If you look at the blog post he offers a free license offer. While distasteful for some using a paid program for fuzzing FreeBSD overall it seems like a good thing. Looking at the 2016 scan I see several coding errors that were caught. While there does seem to be many false positives I think as a user this is a good thing. More eyes on the code. We are all after the same thing. A more secure FreeBSD.

I could see where a developer might tale offense. They might feel that everything they do is perfect and challenging their assumptions is an insult. I do it in the machine shop with our QA department and I could understand a coder might too. Especially being a volunteer.
Being a creator you tend to become zealous of your work.


----------



## Phishfry (Apr 9, 2017)

Just to play devils advocate I see lots of posts complaining about using -CURRENT to test with.
If you read his blog I think its quite clear.

*"The whole point of static analysis is that a lot of errors can be corrected at an early phase of the development."*

FreeBSD -CURRENT being the development version.


----------



## ShelLuser (Apr 9, 2017)

**Actions to take**
a - Answer these questions about the forum thread on static analysis of FreeBSD, one line each:
(i) Which year's scan does the first post say the writer looked at?
(ii) Where does the first poster mention doing this with a QA department?
(iii) In the post by Phishfry, what is FreeBSD -CURRENT described as?
b - Summarize the forum thread on static analysis of FreeBSD in two sentences.
c - Write the post that comes next in the forum thread on static analysis of FreeBSD, starting after the ShelLuser header.

**Dataset content**
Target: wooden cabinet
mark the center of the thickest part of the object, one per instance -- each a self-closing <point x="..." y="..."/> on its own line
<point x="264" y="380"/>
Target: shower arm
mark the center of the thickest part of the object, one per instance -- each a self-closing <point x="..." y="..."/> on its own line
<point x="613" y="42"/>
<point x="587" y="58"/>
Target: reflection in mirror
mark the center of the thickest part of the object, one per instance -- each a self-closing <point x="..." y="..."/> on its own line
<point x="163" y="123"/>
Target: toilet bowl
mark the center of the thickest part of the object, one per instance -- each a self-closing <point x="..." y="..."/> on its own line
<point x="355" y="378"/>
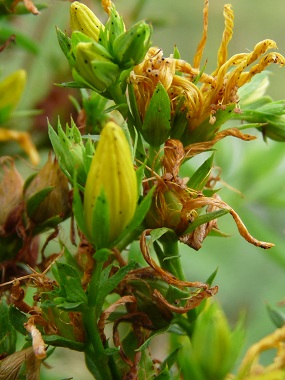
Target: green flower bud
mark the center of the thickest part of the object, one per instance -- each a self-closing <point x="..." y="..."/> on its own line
<point x="115" y="26"/>
<point x="94" y="67"/>
<point x="130" y="48"/>
<point x="47" y="195"/>
<point x="156" y="124"/>
<point x="11" y="198"/>
<point x="84" y="20"/>
<point x="113" y="178"/>
<point x="11" y="89"/>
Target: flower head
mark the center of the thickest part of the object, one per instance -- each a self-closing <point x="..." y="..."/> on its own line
<point x="195" y="94"/>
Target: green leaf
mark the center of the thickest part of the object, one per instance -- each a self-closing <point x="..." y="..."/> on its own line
<point x="77" y="208"/>
<point x="156" y="125"/>
<point x="101" y="222"/>
<point x="205" y="218"/>
<point x="70" y="283"/>
<point x="276" y="316"/>
<point x="17" y="319"/>
<point x="158" y="232"/>
<point x="65" y="45"/>
<point x="171" y="358"/>
<point x="8" y="335"/>
<point x="200" y="177"/>
<point x="22" y="40"/>
<point x="35" y="200"/>
<point x="106" y="287"/>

**Response list**
a -
(i) The 2016 scan.
(ii) In the machine shop.
(iii) The development version.

b - One post welcomes the offer of a free license for a paid program used on FreeBSD, noting that the 2016 scan caught several coding errors despite many false positives. It also grants that a developer, especially a volunteer, might take offense, and a later post argues that testing on -CURRENT fits the purpose of static analysis, since -CURRENT is the development version.

c -
Phishfry said:


> I could see where a developer might tale offense.


The only thing I take slight offense to is the sensational headline of that blog post. He makes it sound as if he found 56 potential vulnerabilities in one evening while that simply isn't true. Plain and simple. He also indirectly implies that the FreeBSD developers could have been using his tool to prevent all these "potential vulnerabilities", while in fact most of what was found were false positives and it was highly questionable if the other things could actually be exploited at all (also see the links in SirDice post).

It's not just about the message, but also how you deliver it.

(Edit)

And since we're now playing the devils advocate... This software only has 2 licenses: A team, and an enterprise. No free or community licenses available. That's one major negative aspect here because now it's obviously just about selling this software, nothing more.

And to add insult to injury the team license is only applicable for the Windows version. So how is that useful for a single FreeBSD user/programmer I wonder?

Also note that this software doesn't actually provide a BSD version at all. There's only a Windows and Linux version. Now, I know FreeBSD has linux compatibility layers but surely... Still, this is about trying to sell Linux software to FreeBSD developers while only providing enterprise pricing schemes.

... while listing dozens of false positives and claiming you found 56 potential exploits.

Disclaimer: I'm not a FreeBSD developer, but still got annoyed with the post nonetheless.


----------



## Phishfry (Apr 9, 2017)

Maybe I bought his sales pitch. I like to have things looked at by outside eyes. Outside QA is painful but necessary.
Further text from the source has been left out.